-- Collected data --
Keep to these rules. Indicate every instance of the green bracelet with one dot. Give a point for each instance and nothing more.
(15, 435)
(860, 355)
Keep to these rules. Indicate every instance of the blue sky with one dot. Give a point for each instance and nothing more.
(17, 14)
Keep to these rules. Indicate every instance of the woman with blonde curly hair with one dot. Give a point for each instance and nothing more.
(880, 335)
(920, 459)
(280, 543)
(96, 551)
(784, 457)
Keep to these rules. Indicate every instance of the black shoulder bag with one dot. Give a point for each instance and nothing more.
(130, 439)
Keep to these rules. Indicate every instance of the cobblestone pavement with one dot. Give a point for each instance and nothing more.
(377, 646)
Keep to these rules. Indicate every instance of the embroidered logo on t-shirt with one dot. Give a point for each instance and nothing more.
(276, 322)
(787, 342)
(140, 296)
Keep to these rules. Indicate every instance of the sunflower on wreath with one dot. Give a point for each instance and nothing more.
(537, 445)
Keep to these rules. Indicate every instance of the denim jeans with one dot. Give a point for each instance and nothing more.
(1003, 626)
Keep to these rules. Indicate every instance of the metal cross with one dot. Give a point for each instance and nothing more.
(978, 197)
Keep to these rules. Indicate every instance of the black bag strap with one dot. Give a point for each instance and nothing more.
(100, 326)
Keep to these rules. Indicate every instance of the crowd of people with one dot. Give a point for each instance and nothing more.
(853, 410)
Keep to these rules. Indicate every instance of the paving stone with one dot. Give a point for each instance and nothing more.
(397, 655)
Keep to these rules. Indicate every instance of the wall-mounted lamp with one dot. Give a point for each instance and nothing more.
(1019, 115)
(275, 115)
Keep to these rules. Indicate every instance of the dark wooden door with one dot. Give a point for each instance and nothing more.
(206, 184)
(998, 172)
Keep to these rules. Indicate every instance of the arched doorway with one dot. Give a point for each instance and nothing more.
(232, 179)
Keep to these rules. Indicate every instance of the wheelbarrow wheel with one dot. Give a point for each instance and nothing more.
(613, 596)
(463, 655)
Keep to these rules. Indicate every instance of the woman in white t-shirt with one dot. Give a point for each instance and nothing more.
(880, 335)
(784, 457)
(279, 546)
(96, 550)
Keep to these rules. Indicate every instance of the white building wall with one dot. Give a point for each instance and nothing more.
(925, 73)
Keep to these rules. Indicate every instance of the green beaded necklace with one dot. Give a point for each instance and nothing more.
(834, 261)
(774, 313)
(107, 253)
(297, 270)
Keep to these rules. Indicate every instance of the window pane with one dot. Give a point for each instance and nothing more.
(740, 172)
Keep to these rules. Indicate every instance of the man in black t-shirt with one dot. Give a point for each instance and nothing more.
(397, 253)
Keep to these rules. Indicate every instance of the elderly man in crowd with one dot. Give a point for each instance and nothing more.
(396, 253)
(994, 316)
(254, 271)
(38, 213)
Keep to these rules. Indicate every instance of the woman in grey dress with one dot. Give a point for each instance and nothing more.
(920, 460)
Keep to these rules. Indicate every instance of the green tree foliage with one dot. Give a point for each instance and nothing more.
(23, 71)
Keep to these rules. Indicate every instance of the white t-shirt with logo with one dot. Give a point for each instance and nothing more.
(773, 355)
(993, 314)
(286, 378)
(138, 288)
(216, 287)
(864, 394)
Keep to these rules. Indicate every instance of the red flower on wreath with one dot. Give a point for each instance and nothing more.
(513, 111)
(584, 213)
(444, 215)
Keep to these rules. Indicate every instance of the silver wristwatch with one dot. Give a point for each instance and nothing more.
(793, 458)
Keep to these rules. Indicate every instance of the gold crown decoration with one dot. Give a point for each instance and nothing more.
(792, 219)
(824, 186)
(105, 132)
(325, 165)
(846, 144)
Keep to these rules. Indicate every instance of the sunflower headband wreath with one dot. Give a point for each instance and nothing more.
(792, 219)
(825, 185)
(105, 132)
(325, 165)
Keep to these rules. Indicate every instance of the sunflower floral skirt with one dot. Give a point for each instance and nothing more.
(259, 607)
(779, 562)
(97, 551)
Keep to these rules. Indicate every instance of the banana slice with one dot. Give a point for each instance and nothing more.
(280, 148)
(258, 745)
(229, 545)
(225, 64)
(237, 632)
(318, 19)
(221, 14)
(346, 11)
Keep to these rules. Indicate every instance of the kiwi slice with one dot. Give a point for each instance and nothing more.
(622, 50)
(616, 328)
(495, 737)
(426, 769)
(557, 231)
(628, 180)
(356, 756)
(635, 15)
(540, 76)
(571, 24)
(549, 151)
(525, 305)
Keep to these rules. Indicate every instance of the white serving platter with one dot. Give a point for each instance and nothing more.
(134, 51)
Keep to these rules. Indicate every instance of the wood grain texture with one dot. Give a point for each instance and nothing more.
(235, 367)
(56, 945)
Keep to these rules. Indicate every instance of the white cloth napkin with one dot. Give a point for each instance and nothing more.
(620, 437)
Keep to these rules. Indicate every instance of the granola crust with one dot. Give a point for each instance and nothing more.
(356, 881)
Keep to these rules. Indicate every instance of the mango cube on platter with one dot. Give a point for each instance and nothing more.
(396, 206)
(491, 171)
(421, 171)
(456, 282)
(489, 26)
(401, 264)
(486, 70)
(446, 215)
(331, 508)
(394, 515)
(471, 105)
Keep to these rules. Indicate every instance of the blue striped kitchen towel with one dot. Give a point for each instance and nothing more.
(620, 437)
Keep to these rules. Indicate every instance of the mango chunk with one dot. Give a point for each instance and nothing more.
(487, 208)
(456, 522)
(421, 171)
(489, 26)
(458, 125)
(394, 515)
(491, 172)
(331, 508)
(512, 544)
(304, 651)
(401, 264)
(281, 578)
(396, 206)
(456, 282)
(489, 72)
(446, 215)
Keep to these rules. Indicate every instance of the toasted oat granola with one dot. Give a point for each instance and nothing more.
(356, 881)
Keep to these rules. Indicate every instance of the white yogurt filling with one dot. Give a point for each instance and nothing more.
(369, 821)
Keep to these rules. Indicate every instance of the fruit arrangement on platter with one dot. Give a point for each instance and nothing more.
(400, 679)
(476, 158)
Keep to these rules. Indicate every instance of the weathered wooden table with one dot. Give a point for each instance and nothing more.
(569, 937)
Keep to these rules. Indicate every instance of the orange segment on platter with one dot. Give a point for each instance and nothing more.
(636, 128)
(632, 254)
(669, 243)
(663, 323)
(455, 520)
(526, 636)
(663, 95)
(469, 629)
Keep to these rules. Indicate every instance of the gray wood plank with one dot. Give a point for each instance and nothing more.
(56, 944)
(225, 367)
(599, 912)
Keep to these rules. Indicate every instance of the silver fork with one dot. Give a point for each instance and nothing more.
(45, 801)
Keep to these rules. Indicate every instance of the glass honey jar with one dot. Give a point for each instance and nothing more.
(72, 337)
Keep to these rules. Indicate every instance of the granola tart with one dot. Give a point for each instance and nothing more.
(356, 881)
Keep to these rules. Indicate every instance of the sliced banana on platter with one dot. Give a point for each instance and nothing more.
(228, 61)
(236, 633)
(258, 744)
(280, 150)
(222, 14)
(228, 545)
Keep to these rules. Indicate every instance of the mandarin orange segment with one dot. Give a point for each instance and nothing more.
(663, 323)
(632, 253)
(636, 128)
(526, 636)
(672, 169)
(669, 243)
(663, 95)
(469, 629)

-- Exercise details --
Every record must be returned exactly.

-- Written answer --
Keep to these rules. Indicate every instance of the green bracelet with one dot. Give a point for each instance and nothing more.
(15, 435)
(860, 355)
Keep to these rules. Indicate every instance of the blue sky with one dot. Give a point for each instance and nothing more.
(17, 14)
Keep to these rules. Indicate every instance of the woman with blonde curly hair with one dot. Give a point for each instance and nothing more.
(880, 335)
(920, 459)
(280, 543)
(96, 551)
(784, 457)
Keep to these rules. Indicate every instance of the black shoulder bag with one dot. Give a point for each instance and nothing more.
(130, 439)
Keep to these rules. Indicate every instance of the cobblestone pavement with one dot. Give a point for each instance and nothing more.
(377, 646)
Keep to these rules. Indicate every instance of the embroidered logo on t-shirt with one dot. Give a point for each instance and nothing more.
(276, 322)
(787, 342)
(140, 296)
Keep to these rules. Indicate every instance of the sunflower on wreath with one dot. Give a point for each instance and nothing more.
(537, 445)
Keep to these rules. Indicate every instance of the denim jeans with one dot. Give a point for each instance and nothing more.
(1003, 626)
Keep to these rules. Indicate every instance of the metal cross with one dot. Give a point for each instance and nothing more.
(978, 197)
Keep to these rules. Indicate every instance of the black bag strap with one dot. Give a point for each instance and nothing more.
(100, 326)
Keep to these rules. Indicate every instance of the crowd of people with one dot. Give a point for each instance and nothing more.
(853, 410)
Keep to these rules. Indicate every instance of the paving stone with one dot. Give a point for each instance and nothing more.
(397, 655)
Keep to these rules. Indicate every instance of the wall-mounted lamp with one dot. Give a point for each instance and nothing more.
(1019, 115)
(275, 115)
Keep to these rules. Indicate every instance of the dark wooden door with one dot. Give a point for each instance and nothing more.
(206, 184)
(998, 172)
Keep to these rules. Indicate every instance of the arched doorway with one dot. Give a point for each instance and nothing more.
(232, 179)
Keep to these rules. Indicate every instance of the wheelbarrow wheel with one dot. Give a point for each instance and nothing more.
(613, 596)
(463, 655)
Keep to these rules. Indicate every instance of the woman in white t-shirt with one dot. Give a point for each instance and nothing more.
(880, 335)
(784, 457)
(279, 546)
(96, 550)
Keep to these rules. Indicate every instance of the white building wall with one dot. Give a point for each instance and nothing more.
(925, 73)
Keep to these rules. Indicate every instance of the green beaded necklace with one dot. Give a point for each instance and nothing more.
(834, 261)
(774, 313)
(107, 253)
(297, 270)
Keep to these rules. Indicate every instance of the window pane with one dot. Give a point for each instance and nothing more.
(740, 172)
Keep to these rules. Indicate every instance of the man in black t-shirt with one dot. Give a point for each instance and nothing more.
(397, 253)
Keep to these rules. Indicate every instance of the elderly man in crowd with one dot. Give a point for each instance and nothing more.
(396, 253)
(994, 316)
(254, 271)
(38, 213)
Keep to these rules. Indicate every instance of the woman in grey dress with one dot. Give a point for each instance and nothing more.
(920, 460)
Keep to these rules. Indicate every instance of the green tree foliage with one dot. Give a point for each instance and nothing more.
(23, 71)
Keep to these rules. Indicate every instance of the white t-shirt with logo with one dot. Give a point for each instance and nothing more.
(773, 355)
(993, 314)
(286, 378)
(138, 288)
(216, 287)
(864, 394)
Keep to these rules. Indicate every instance of the red flower on wreath with one dot. Give a point for each instance and nothing more.
(513, 111)
(584, 213)
(444, 215)
Keep to these rules. Indicate every instance of the silver wristwatch with one dot. Give a point for each instance and nothing more.
(793, 458)
Keep to these rules. Indicate every instance of the gold crown decoration with one dot. Give a point for each instance and nothing more.
(792, 219)
(824, 186)
(105, 132)
(325, 165)
(846, 144)
Keep to these rules. Indicate every instance of the sunflower headband wreath with one dot. Give a point for each instance and nothing more.
(792, 219)
(825, 185)
(105, 132)
(325, 165)
Keep to these rules. Indicate every instance of the sunflower floral skirt with one dot. Give a point for each instance and nothing more.
(259, 607)
(779, 562)
(97, 551)
Keep to these rules. Indicate every instance of the banana slice with one dot. Give a point for each instance and nothing more.
(280, 148)
(258, 745)
(229, 545)
(225, 64)
(237, 632)
(318, 19)
(221, 14)
(346, 11)
Keep to these rules. Indicate every instance of the kiwi slice with one dot. Give a point for each instance and nothing more.
(622, 50)
(616, 328)
(495, 737)
(426, 769)
(557, 231)
(628, 180)
(356, 756)
(635, 15)
(540, 76)
(571, 24)
(549, 151)
(525, 305)
Keep to these rules. Indicate every instance of the white serving platter with one dot. Give a point for each instance and nothing more.
(134, 51)
Keep to these rules. Indicate every instance of the wood grain texture with one dot. Give a point for each instance and nothing more.
(235, 367)
(56, 945)
Keep to these rules. Indicate every instance of the white cloth napkin with one dot. Give a point for each instance and nothing more.
(620, 437)
Keep to these rules. Indicate every instance of the granola crust with one dot. Give a point for each instance and nothing more.
(356, 881)
Keep to these rules. Indicate every instance of the mango cube on platter with one dot. Give a point for each instance and nothing more.
(396, 206)
(491, 171)
(421, 171)
(456, 282)
(489, 26)
(401, 264)
(486, 70)
(446, 215)
(331, 508)
(394, 515)
(471, 105)
Keep to these rules. Indicate every instance of the blue striped kitchen towel with one dot. Give a point for each instance and nothing more.
(620, 437)
Keep to these rules. Indicate every instance of the mango chunk with one dot. Give a point for each instance and nothing more.
(487, 208)
(456, 522)
(421, 171)
(489, 26)
(458, 125)
(394, 515)
(491, 172)
(331, 508)
(512, 544)
(304, 651)
(401, 264)
(281, 578)
(396, 206)
(456, 282)
(489, 72)
(446, 215)
Keep to these rules. Indicate every instance of the toasted oat granola with one dot. Give a point for each instance and nothing more.
(356, 881)
Keep to these rules. Indicate every instance of the white yogurt filling with one dot. Give a point for each instance and nothing more.
(369, 821)
Keep to these rules. Indicate every instance of the fruit arrangement on platter with one dot. Give a point for each instance and nothing more.
(400, 679)
(476, 158)
Keep to these rules. Indicate every instance of the weathered wooden table with one dot. Give a point for each instance and nothing more.
(569, 937)
Keep to these rules. Indicate every instance of the orange segment on platter with one dot. Give a point for each instance and nothing more.
(636, 128)
(632, 254)
(669, 243)
(663, 323)
(455, 520)
(526, 636)
(663, 95)
(469, 629)
Keep to these rules. Indicate every instance of the gray wood plank with one dot. Give a point for each instance and nothing more.
(56, 944)
(225, 367)
(599, 912)
Keep to these rules. Indicate every instance of the silver fork with one dot. Give a point for each instance and nothing more.
(45, 801)
Keep to these rules. Indicate every instance of the glass honey jar with one dot. Give a point for each instance and nothing more.
(72, 337)
Keep to these rules. Indicate every instance of the granola tart with one dot. Give a point for each instance and nothing more.
(356, 881)
Keep to these rules. Indicate every instance of the sliced banana on platter with one dot. Give a point for each instance and nothing more.
(228, 61)
(236, 633)
(258, 744)
(280, 150)
(222, 14)
(228, 545)
Keep to these rules. Indicate every instance of the mandarin orange segment with one dot. Give a point for each instance and nothing more.
(663, 323)
(632, 253)
(636, 128)
(526, 636)
(672, 169)
(669, 243)
(663, 95)
(469, 629)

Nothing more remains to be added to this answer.